=== EXERCISE PASSAGE ===
It was a surprisingly emotional evening at the Metropolis Performing Arts Centre in Arlington Heights Monday night as an audience shared views and stories about loved ones addicted to opioid drugs.
"I deserve to be alive," said Stephany Gay of Long Beach. "I deserved to be happy!"
Gay was one of several people addicted to opioid drugs profiled in Perri Peltz's documentary "Warning: This Drug May Kill You." It will premiere on HBO May 1, but an advance showing took place Monday at the Metropolis before an invitation-only audience.
Gay was a surprise guest, having just seen the completed movie Monday. In it, we see how Gay's sister died from a drug overdose precipitated by addictive pills legally prescribed by physicians.
The Lake County Opioid Initiative, an organization dedicated to drug overdose interventions and getting victims into treatment, sponsored the documentary. Following the premiere, a panel discussed the widespread use of opioids and the methods authorities are using to combat it.
Panelists were Lake County State's Attorney Mike Nerheim; Mundelein Police Chief Eric Guenther; producer Sascha Weiss; Wauconda resident Laura Fry, of the Live4Lali organization; and Kathy Kelly, the mother of Stephany Kelly, the first of four opioid-addicted people profiled in the movie. Daily Herald film critic Dann Gire served as moderator.
=== DATA SUPPLIED ===
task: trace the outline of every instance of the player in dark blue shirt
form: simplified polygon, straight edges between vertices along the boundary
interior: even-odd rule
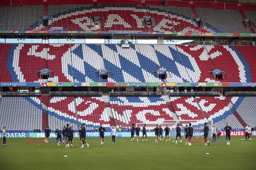
[[[144,141],[143,140],[143,138],[144,138],[144,135],[146,136],[146,141],[147,141],[148,140],[147,139],[147,131],[146,131],[146,124],[144,125],[144,126],[143,126],[142,128],[142,141]]]
[[[101,143],[101,146],[104,146],[104,132],[106,131],[106,129],[102,127],[102,124],[100,124],[100,128],[99,128],[99,132],[100,132],[100,142]]]
[[[155,139],[155,142],[157,143],[157,141],[158,140],[158,135],[159,135],[159,131],[160,131],[160,129],[159,129],[159,125],[157,125],[156,126],[156,128],[155,128],[154,129],[154,131],[155,131],[155,135],[156,135],[156,138]]]
[[[61,135],[62,133],[61,133],[61,131],[59,130],[59,129],[57,129],[55,131],[55,134],[57,136],[56,138],[56,141],[58,143],[58,146],[60,146],[60,143],[62,142],[62,141],[61,141]]]
[[[204,132],[204,142],[205,142],[205,146],[207,146],[206,142],[208,142],[208,145],[210,145],[210,142],[208,141],[208,133],[209,132],[209,127],[207,125],[207,123],[204,123],[204,129],[199,133],[201,133]]]
[[[184,130],[184,135],[185,136],[185,138],[186,138],[186,144],[185,145],[187,145],[187,140],[188,138],[188,125],[186,124],[185,129]]]
[[[162,128],[161,125],[159,125],[159,137],[160,138],[160,141],[163,141],[163,128]]]
[[[178,137],[180,137],[180,144],[182,144],[181,141],[181,135],[180,134],[180,132],[181,131],[181,129],[180,127],[179,127],[179,125],[177,124],[177,127],[176,127],[176,144],[177,144],[177,138]]]
[[[191,139],[193,137],[194,134],[194,129],[191,126],[191,123],[189,123],[189,127],[188,127],[188,146],[191,146]]]
[[[166,140],[166,142],[167,142],[167,137],[168,137],[168,139],[169,139],[169,141],[170,141],[170,139],[169,137],[169,134],[170,134],[170,132],[171,132],[171,129],[170,129],[169,127],[168,127],[167,125],[166,125],[166,127],[164,128],[164,131],[165,132],[165,139]]]
[[[104,138],[104,134],[103,135],[103,136]],[[86,143],[85,142],[86,137],[86,130],[85,129],[85,126],[84,126],[84,123],[83,123],[81,127],[81,134],[80,136],[80,138],[82,139],[82,147],[81,147],[80,148],[84,148],[84,143],[86,144],[87,148],[89,147],[89,146],[90,146],[89,144],[88,144],[88,143]]]
[[[45,134],[45,140],[44,140],[45,143],[48,143],[50,138],[50,134],[51,132],[52,131],[49,129],[49,126],[47,126],[44,130],[44,134]]]
[[[63,132],[65,133],[65,137],[68,139],[66,147],[69,148],[69,141],[71,142],[71,147],[73,147],[73,139],[72,137],[73,136],[73,131],[71,128],[69,128],[69,124],[67,124],[67,127],[64,129]]]
[[[132,128],[131,128],[131,142],[132,142],[132,138],[133,138],[133,142],[134,141],[134,133],[135,127],[134,124],[132,124]]]
[[[226,131],[226,139],[227,139],[227,145],[230,145],[230,130],[232,128],[230,126],[228,125],[228,123],[227,123],[226,126],[224,128]]]
[[[137,137],[137,142],[139,142],[139,136],[140,135],[140,128],[139,126],[139,124],[137,125],[137,128],[135,129],[136,132],[136,136]]]

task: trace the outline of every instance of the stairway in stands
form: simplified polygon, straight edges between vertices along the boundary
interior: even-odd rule
[[[42,117],[42,129],[45,129],[48,125],[48,105],[49,104],[49,96],[43,95],[41,96],[41,104],[43,105]]]
[[[116,127],[116,124],[115,123],[115,121],[114,120],[113,114],[111,109],[111,106],[110,103],[110,98],[108,95],[103,95],[102,94],[102,99],[105,103],[106,108],[107,109],[107,114],[109,117],[109,123],[111,126]]]

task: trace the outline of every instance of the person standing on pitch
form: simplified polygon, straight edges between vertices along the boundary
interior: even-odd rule
[[[176,127],[176,144],[177,144],[177,138],[178,137],[180,137],[180,144],[182,144],[181,141],[181,135],[180,134],[180,131],[181,131],[181,129],[180,127],[179,127],[179,125],[177,124],[177,127]]]
[[[166,140],[167,142],[167,137],[168,137],[168,139],[169,139],[169,141],[170,140],[170,137],[169,137],[169,133],[170,132],[171,132],[171,129],[170,129],[169,127],[168,127],[168,125],[166,124],[166,128],[164,128],[164,131],[165,132],[165,139]]]
[[[132,124],[132,128],[131,128],[131,142],[132,142],[132,138],[133,138],[133,142],[134,141],[134,133],[135,127],[134,124]]]
[[[217,132],[218,132],[218,139],[219,139],[219,137],[220,136],[220,138],[221,138],[222,137],[221,136],[221,130],[220,130],[220,128],[217,129]]]
[[[139,142],[139,136],[140,135],[140,128],[139,126],[139,124],[137,125],[137,128],[135,129],[136,132],[136,137],[137,137],[137,142]]]
[[[59,129],[56,129],[56,130],[55,131],[55,134],[56,134],[57,136],[56,138],[56,141],[57,142],[58,146],[59,147],[60,143],[62,142],[61,141],[61,131]]]
[[[207,123],[204,123],[204,129],[199,133],[201,133],[204,132],[204,142],[205,142],[205,145],[204,146],[207,146],[206,142],[208,142],[208,145],[210,145],[210,142],[208,141],[208,133],[209,132],[209,126],[207,125]]]
[[[246,138],[248,137],[248,140],[249,139],[249,136],[248,135],[248,128],[249,126],[249,124],[247,123],[247,126],[245,127],[245,140],[246,140]]]
[[[146,124],[144,125],[144,126],[143,126],[142,128],[142,141],[144,140],[143,140],[143,138],[144,138],[144,135],[146,137],[146,141],[147,141],[148,140],[147,139],[147,131],[146,130]]]
[[[226,131],[226,139],[227,140],[227,145],[230,145],[230,130],[232,130],[232,128],[230,126],[228,125],[228,123],[226,123],[224,130]]]
[[[84,144],[85,143],[87,144],[87,148],[89,147],[89,144],[85,142],[85,138],[86,137],[86,130],[85,130],[85,126],[84,126],[84,123],[83,123],[82,128],[82,132],[81,138],[82,139],[82,147],[80,148],[84,148]]]
[[[112,142],[113,144],[115,144],[116,142],[116,130],[115,129],[114,126],[112,126],[112,130],[111,130],[111,135],[112,136]]]
[[[213,142],[216,142],[216,128],[214,124],[212,125],[212,134]]]
[[[3,129],[3,146],[7,147],[6,145],[6,132],[5,130],[6,130],[6,126],[4,126],[4,129]]]
[[[160,138],[160,141],[163,141],[163,128],[162,128],[161,125],[159,125],[159,138]]]
[[[100,132],[100,141],[101,143],[101,146],[104,146],[104,132],[106,131],[106,129],[102,127],[102,124],[100,124],[100,128],[99,128],[99,132]]]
===
> _YOUR TASKS_:
1 – In the article about the opioid documentary screening, rewrite everything from "It was a surprisingly" down to "prescribed by physicians.", putting "early screening" wherever "advance showing" appears.
2 – Extend the article on the opioid documentary screening beyond its final sentence.

> _EXERCISE RESULTS_:
1 –
It was a surprisingly emotional evening at the Metropolis Performing Arts Centre in Arlington Heights Monday night as an audience shared views and stories about loved ones addicted to opioid drugs.
"I deserve to be alive," said Stephany Gay of Long Beach. "I deserved to be happy!"
Gay was one of several people addicted to opioid drugs profiled in Perri Peltz's documentary "Warning: This Drug May Kill You." It will premiere on HBO May 1, but an early screening took place Monday at the Metropolis before an invitation-only audience.
Gay was a surprise guest, having just seen the completed movie Monday. In it, we see how Gay's sister died from a drug overdose precipitated by addictive pills legally prescribed by physicians.

2 –
Fry's group, Live4Lali, is named for Alex "Lali" Laliberte, who died of a drug overdose in December 2008. He was the brother of Lake County Opioid Initiative co-founder and Streamwood resident Chelsea Laliberte, who also founded Live4Lali.
The organization sponsors a clinic in Arlington Heights where people can obtain educational materials, training and even doses of the antidote naloxone if they suspect loved ones might be using heroin or opioids. The Illinois Lali's Law allows pharmacists to dispense naloxone to people in need.
"We want to help people. It may sound like a cliché, but we want to help," chief Gruenther said, citing a dramatic change in how police are changing how they treat addicts as people in need instead of criminals.